----- Input records -----

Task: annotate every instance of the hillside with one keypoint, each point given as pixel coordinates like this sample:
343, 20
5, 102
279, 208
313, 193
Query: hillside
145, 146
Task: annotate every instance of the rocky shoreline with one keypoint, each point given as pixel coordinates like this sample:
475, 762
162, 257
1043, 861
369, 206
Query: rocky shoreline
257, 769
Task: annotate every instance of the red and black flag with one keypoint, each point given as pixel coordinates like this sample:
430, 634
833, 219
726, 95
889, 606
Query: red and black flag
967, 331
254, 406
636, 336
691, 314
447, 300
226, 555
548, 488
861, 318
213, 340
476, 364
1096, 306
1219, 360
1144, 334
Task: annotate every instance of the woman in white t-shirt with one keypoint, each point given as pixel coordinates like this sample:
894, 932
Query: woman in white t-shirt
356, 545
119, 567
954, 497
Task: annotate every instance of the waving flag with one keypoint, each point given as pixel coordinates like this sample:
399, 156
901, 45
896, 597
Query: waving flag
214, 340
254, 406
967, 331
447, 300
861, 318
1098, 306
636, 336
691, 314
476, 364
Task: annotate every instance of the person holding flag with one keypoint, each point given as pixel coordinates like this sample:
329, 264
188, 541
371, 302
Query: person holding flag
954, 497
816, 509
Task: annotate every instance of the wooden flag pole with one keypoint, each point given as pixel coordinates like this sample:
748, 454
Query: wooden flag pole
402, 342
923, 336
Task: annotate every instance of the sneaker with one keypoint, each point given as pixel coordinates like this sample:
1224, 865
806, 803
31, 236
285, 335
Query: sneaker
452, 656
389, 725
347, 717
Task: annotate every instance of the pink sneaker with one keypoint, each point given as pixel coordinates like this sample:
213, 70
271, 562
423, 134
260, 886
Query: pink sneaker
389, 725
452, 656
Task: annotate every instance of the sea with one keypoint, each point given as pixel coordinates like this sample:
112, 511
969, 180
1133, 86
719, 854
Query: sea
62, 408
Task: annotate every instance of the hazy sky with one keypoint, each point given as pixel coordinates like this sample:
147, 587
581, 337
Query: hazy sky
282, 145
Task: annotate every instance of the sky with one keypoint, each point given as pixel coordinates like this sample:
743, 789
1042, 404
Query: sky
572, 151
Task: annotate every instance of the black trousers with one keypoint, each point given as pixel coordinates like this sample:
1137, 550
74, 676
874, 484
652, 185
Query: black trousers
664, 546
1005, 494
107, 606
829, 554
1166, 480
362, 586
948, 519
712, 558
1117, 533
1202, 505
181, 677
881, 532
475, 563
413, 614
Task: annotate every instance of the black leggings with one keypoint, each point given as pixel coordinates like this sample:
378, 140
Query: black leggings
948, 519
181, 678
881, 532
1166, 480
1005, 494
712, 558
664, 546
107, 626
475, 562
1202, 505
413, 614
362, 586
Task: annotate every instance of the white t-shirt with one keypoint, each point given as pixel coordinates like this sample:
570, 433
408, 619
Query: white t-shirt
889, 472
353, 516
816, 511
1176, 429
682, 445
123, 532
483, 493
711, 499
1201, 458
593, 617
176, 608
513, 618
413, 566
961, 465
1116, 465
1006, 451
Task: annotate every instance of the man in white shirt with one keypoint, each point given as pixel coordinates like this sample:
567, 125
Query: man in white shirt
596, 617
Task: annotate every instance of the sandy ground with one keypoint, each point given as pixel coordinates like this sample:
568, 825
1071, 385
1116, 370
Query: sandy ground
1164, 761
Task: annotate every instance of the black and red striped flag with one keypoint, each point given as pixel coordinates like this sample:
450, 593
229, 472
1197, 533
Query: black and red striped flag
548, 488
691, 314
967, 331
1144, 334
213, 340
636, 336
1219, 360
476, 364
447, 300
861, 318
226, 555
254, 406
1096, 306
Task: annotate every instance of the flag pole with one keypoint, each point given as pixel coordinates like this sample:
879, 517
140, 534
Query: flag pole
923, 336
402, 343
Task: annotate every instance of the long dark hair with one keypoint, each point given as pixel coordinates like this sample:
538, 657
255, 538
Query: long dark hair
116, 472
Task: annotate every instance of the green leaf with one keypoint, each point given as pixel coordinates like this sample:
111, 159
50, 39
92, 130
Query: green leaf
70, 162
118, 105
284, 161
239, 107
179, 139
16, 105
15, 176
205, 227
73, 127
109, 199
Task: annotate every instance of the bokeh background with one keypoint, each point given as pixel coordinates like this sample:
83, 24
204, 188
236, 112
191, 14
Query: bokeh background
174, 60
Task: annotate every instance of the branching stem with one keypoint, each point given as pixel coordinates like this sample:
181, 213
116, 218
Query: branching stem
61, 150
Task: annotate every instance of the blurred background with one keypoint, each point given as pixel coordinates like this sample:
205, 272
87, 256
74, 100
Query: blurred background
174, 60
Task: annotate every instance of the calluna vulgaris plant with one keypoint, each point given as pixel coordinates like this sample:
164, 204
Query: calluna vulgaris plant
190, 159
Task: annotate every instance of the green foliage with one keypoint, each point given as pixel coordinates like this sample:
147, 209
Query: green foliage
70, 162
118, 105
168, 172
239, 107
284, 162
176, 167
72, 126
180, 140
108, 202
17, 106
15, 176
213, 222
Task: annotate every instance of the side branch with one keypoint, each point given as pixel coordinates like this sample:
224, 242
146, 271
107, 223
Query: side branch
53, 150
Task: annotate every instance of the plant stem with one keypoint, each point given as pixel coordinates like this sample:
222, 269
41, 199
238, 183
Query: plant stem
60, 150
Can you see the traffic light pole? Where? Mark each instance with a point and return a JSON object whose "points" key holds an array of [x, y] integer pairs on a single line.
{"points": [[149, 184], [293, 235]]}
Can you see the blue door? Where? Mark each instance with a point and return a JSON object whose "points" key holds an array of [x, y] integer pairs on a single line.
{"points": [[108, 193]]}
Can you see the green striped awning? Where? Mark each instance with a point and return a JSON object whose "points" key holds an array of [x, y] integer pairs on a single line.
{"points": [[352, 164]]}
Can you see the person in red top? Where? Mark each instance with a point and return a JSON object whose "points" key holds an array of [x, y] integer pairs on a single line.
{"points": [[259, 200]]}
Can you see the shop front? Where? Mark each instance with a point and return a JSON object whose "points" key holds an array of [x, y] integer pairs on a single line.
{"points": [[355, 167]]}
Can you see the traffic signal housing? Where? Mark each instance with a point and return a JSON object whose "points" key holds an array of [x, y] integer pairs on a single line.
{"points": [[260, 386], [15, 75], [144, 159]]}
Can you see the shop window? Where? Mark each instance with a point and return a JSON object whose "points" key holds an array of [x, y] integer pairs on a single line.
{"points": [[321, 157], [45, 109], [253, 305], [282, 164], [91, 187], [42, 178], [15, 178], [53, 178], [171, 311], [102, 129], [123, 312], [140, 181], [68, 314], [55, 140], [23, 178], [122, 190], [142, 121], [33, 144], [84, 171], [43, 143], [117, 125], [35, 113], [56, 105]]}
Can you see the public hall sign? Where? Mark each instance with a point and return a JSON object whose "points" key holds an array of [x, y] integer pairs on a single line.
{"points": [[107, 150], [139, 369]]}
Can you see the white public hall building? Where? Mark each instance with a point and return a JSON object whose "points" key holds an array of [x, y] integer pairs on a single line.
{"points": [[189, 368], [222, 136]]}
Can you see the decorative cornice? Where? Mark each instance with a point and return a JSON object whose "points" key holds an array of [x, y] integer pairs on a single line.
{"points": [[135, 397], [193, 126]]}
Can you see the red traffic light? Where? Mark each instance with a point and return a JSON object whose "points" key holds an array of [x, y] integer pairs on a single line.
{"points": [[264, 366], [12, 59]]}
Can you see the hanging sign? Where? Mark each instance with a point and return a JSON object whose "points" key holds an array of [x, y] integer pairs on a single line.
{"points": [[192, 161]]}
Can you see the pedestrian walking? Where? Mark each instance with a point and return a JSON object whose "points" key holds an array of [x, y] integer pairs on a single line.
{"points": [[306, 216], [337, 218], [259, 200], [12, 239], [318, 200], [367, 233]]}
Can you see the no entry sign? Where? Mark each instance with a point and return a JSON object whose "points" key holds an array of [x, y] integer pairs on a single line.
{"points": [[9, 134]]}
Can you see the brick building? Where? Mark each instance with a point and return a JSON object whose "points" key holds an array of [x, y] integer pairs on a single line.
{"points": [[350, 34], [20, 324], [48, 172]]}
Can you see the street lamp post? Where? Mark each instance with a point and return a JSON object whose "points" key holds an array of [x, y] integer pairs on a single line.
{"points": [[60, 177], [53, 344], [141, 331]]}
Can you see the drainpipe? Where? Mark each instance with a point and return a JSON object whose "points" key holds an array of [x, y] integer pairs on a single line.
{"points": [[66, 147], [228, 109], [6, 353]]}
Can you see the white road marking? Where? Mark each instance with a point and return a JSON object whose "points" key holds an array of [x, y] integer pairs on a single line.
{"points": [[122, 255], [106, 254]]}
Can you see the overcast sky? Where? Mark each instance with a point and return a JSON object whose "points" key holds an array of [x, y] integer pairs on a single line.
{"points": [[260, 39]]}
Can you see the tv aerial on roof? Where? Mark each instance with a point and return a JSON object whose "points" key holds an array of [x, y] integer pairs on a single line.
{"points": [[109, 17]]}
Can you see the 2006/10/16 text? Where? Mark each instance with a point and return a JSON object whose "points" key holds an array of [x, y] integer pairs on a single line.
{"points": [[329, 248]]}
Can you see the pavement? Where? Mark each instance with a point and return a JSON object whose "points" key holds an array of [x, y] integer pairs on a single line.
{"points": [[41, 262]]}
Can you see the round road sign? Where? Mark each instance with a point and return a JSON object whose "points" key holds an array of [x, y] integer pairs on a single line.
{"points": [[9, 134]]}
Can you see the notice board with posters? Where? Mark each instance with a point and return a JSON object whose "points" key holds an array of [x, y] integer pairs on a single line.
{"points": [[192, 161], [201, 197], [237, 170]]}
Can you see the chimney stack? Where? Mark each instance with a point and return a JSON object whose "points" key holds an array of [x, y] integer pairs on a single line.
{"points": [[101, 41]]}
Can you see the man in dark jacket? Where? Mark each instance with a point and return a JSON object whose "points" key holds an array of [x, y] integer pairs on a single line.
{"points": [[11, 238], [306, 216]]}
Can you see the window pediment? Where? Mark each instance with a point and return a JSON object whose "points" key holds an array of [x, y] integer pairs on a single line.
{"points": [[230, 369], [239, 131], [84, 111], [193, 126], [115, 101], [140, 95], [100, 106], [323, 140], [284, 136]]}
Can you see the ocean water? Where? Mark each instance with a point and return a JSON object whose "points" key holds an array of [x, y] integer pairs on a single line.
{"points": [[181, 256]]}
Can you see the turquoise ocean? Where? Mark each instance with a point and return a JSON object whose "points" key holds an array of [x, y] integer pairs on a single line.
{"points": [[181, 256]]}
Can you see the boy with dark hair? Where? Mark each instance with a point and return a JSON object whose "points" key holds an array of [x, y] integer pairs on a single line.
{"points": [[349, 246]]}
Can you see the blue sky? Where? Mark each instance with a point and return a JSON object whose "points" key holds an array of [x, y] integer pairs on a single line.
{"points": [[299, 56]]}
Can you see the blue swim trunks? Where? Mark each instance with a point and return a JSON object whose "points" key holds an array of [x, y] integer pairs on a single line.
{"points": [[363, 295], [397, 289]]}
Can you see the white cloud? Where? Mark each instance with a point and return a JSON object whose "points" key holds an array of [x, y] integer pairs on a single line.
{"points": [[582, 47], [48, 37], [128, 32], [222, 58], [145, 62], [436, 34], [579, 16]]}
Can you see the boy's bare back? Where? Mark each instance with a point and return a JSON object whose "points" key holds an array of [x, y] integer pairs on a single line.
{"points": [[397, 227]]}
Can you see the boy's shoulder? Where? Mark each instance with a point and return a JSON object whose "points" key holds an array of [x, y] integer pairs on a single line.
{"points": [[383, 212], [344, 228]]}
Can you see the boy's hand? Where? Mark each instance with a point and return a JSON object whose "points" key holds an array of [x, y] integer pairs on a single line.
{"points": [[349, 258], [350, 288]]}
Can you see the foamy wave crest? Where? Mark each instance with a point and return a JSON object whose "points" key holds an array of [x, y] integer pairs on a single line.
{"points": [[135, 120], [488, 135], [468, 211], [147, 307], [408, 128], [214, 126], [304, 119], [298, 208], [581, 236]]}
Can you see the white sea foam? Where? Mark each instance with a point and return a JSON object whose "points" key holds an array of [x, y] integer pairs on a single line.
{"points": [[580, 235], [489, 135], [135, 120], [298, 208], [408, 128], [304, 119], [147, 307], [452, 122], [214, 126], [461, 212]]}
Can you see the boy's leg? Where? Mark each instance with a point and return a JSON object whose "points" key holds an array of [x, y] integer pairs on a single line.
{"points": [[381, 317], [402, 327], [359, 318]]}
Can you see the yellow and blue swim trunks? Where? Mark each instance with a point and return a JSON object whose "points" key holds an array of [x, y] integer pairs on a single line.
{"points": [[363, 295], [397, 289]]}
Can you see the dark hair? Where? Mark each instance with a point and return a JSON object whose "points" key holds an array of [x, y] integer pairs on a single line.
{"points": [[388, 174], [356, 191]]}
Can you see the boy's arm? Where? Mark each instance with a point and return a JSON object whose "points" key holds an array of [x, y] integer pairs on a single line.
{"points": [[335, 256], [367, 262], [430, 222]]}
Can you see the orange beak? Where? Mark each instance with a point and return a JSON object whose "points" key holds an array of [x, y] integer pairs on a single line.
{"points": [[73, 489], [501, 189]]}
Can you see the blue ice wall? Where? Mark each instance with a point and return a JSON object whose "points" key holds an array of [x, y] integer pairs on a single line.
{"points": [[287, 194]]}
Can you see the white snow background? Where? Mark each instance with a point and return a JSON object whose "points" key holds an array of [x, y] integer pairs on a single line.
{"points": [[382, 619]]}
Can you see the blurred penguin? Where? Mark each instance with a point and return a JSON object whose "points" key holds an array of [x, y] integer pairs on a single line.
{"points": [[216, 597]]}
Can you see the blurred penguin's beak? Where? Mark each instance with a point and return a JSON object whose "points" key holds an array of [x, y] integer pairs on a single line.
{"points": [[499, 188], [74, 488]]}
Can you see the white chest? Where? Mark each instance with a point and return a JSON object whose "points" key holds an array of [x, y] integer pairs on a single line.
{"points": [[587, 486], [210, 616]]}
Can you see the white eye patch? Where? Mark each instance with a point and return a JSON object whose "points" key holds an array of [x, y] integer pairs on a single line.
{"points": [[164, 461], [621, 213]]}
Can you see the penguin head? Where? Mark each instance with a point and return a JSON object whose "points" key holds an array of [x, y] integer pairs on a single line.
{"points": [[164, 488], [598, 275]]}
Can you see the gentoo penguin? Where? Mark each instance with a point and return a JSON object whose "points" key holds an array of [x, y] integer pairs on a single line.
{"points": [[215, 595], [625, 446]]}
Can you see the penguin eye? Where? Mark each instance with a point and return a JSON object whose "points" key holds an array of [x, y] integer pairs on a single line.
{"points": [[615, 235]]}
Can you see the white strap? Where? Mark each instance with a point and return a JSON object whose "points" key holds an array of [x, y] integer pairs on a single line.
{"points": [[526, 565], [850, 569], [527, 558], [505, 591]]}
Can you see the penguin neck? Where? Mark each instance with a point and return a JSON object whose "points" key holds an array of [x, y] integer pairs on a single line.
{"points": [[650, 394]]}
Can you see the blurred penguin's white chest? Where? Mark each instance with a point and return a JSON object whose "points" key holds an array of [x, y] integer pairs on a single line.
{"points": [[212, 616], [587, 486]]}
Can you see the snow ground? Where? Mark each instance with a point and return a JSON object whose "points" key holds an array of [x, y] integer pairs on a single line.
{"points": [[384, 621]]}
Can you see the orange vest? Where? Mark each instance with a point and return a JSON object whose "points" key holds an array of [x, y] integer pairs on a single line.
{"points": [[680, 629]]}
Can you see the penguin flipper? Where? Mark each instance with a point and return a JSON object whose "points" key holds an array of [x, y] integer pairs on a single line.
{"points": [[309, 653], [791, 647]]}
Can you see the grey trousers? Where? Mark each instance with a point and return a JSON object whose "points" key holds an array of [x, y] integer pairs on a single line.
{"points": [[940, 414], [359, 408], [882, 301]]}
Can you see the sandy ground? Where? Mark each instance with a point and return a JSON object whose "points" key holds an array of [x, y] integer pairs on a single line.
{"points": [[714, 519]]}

-----

_Action item_. The line with "Can you see the grey" through the last line of the data: write these out exactly, and no others.

_Problem solution_.
Can you see the grey trousers? Where? Mark each instance with a point and return a JSON object whose "points" key holds an array of [x, y] integer pairs on a single line.
{"points": [[940, 414], [359, 408], [882, 301]]}
Can you see the sandy ground? Where? Mark each instance with a point and return a JSON object whose "points" key holds an array of [x, y] integer pairs on a single line.
{"points": [[714, 519]]}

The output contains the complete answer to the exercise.